#### [RECORDED INFORMATION]
<<<<

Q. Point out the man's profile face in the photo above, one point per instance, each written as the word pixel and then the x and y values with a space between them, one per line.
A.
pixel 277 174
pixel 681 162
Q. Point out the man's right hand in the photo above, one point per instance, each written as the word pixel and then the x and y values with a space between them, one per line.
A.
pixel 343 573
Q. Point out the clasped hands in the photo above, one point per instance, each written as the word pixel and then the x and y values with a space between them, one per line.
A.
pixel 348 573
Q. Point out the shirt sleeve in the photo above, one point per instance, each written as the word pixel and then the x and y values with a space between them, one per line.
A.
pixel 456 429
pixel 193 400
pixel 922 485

>>>>
<<<<

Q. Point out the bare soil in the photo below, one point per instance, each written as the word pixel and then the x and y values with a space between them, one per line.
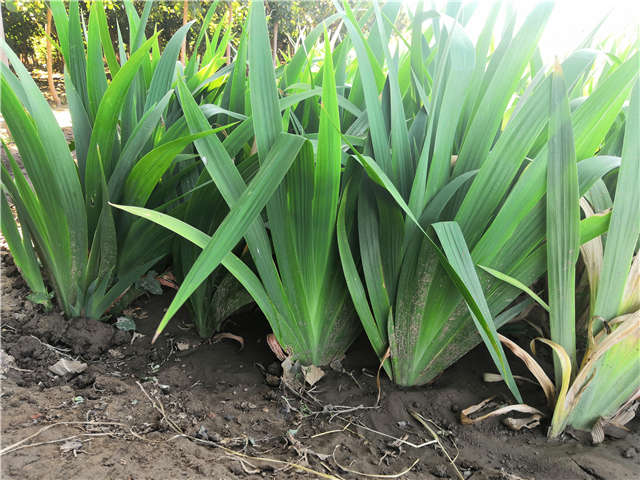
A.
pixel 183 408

>>>>

Recast the lines as a Markdown table with the columns Row and Line, starting with the line with "Q. Point out the shirt" and going on through the line with "pixel 922 485", and leave out any blank lines.

#### [EXERCISE ANSWER]
| Row | Line |
|---|---|
| 1 | Q. Point out the shirt sleeve in the photo above, one point per instance, each written as the word pixel and then the x and y values with a space between them, one per line. |
| 2 | A. |
| 3 | pixel 456 429 |
| 4 | pixel 193 400 |
| 5 | pixel 922 485 |